Text excerpt:
Using the open-source python package PyRadiomics,10 parameter map intensity histogram features (n=18) and texture features(n=68) were calculated for both isometric and thick slice images. For 3D texture feature extraction, the thick slice images were up sampled to isotropic resolution of 256x256x256. Discretization of parameter maps was performed using a fixed bin width determined by: W = 2 (IQR) N-1/3; where IQR is the interquartile range and N is the number of pixels.11 The default PyRadiomics settings were used for all other parameters. The difference of features between isometric and thick slice images was defined as the absolute value of the difference between the log transform of a given feature value.

Dataset extract:
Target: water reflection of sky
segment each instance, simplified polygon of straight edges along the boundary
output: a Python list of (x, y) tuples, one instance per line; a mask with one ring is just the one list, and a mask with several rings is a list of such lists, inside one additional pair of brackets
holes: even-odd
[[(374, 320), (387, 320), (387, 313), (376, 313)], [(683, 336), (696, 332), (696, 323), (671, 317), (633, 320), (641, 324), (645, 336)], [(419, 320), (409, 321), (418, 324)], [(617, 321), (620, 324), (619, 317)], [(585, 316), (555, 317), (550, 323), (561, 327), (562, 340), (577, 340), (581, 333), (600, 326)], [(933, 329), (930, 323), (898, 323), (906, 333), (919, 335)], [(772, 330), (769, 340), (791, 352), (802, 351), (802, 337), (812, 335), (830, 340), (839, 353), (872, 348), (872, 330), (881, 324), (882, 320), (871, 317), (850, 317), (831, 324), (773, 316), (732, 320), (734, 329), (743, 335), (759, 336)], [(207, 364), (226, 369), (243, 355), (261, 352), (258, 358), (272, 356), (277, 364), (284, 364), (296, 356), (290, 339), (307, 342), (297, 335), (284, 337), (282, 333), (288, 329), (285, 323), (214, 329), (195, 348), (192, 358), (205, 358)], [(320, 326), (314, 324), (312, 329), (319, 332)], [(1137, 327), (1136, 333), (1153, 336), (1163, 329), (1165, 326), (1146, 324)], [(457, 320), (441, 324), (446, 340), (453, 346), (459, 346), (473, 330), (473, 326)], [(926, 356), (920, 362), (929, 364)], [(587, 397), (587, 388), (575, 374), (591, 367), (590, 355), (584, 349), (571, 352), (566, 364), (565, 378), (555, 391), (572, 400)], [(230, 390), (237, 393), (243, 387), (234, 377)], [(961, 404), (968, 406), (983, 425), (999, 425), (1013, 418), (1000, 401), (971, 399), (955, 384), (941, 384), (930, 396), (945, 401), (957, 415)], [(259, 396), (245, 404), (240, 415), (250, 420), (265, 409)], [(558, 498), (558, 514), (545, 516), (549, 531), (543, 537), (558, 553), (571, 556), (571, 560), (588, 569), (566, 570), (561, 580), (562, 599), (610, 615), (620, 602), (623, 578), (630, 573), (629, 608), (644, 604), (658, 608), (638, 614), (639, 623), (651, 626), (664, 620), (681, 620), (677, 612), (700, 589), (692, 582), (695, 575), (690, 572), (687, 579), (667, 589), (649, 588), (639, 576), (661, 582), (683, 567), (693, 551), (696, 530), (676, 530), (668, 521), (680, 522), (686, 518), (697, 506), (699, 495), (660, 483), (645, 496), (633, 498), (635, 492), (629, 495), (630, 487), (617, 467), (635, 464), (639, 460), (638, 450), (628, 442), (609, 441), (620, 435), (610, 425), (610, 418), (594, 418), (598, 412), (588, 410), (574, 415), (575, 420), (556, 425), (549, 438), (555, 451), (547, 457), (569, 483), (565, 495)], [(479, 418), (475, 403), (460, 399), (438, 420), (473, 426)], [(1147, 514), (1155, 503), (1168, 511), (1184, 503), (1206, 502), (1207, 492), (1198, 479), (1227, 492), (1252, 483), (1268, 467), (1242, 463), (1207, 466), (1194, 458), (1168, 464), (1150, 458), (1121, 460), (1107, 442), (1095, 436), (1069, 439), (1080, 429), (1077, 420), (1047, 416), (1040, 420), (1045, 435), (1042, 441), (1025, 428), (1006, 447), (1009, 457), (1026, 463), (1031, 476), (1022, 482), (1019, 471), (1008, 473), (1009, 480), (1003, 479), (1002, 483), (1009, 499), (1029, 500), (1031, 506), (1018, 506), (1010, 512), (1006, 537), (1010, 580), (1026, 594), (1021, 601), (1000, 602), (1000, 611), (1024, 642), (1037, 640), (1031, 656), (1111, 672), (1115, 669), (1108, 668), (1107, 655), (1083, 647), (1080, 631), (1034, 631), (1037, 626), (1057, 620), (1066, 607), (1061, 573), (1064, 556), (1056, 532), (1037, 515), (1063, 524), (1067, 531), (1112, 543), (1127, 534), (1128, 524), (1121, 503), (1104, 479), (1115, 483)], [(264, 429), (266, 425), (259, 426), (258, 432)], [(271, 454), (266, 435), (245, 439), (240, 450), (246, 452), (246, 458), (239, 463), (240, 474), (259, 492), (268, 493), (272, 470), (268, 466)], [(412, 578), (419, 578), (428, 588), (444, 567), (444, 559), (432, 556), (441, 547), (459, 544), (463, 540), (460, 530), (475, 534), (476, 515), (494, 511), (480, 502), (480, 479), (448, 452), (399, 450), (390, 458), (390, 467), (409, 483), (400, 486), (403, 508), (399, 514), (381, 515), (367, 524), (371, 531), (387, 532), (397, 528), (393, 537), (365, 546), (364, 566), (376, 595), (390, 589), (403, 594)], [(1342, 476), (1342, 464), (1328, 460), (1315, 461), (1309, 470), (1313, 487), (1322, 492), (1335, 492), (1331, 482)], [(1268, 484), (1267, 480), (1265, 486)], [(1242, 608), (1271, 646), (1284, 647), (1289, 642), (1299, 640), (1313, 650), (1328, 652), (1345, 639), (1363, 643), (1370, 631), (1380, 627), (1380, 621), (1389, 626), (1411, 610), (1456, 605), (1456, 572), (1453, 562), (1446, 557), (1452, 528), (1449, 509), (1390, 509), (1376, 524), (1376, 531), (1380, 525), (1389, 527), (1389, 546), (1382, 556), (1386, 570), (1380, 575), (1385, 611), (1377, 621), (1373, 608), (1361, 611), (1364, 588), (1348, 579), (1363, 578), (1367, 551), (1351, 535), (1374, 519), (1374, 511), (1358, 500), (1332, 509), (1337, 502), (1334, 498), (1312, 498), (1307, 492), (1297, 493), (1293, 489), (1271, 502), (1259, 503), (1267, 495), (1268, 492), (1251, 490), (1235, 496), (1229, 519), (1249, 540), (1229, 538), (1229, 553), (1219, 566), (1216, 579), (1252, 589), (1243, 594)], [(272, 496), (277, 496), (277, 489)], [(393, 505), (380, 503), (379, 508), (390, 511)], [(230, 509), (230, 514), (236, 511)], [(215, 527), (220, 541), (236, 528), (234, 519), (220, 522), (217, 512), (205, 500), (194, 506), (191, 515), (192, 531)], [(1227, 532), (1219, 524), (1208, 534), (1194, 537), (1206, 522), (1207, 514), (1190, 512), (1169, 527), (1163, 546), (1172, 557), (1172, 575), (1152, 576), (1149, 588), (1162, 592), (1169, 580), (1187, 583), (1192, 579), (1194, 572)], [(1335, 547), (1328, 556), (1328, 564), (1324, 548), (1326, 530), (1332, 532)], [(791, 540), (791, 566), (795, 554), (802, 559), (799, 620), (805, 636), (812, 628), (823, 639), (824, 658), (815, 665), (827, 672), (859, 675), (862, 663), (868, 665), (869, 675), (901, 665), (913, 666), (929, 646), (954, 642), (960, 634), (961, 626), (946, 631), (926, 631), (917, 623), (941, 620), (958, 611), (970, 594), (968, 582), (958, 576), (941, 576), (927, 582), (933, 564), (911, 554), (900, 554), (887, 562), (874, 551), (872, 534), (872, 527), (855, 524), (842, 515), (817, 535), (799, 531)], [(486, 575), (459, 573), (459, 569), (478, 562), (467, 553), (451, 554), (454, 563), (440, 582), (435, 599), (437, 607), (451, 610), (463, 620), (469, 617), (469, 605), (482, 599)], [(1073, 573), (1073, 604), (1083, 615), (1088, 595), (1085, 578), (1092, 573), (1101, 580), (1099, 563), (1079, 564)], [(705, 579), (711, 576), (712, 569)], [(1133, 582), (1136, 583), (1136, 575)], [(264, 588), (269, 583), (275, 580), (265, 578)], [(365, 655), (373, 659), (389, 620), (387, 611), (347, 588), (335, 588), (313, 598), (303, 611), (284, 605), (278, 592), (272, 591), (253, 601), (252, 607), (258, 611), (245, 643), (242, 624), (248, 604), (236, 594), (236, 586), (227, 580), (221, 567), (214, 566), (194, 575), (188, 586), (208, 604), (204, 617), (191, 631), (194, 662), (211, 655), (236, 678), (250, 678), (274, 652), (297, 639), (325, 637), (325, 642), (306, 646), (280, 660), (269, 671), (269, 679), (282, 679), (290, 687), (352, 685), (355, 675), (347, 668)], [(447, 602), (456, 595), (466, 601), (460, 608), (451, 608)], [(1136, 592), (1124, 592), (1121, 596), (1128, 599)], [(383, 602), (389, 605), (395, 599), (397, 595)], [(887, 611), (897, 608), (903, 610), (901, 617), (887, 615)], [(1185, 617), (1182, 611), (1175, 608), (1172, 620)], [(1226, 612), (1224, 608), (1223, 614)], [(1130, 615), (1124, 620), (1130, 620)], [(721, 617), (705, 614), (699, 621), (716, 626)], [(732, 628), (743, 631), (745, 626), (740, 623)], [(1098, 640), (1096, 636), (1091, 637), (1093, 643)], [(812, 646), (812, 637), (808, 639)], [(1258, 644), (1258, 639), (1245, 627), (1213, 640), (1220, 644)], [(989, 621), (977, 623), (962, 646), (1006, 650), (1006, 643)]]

What you need to do:
1. Using the feature-extraction text, answer:
(a) How many texture features were calculated?
(b) To what resolution were the thick slice images up sampled for 3D texture feature extraction?
(c) Which settings were used for all other parameters?
2. Reproduce the feature-extraction text between "Using the open-source" and "given feature value.", inclusive.

Responses per task:
1.
(a) 68
(b) An isotropic resolution of 256x256x256
(c) The default PyRadiomics settings

2.
Using the open-source python package PyRadiomics,10 parameter map intensity histogram features (n=18) and texture features(n=68) were calculated for both isometric and thick slice images. For 3D texture feature extraction, the thick slice images were up sampled to isotropic resolution of 256x256x256. Discretization of parameter maps was performed using a fixed bin width determined by: W = 2 (IQR) N-1/3; where IQR is the interquartile range and N is the number of pixels.11 The default PyRadiomics settings were used for all other parameters. The difference of features between isometric and thick slice images was defined as the absolute value of the difference between the log transform of a given feature value.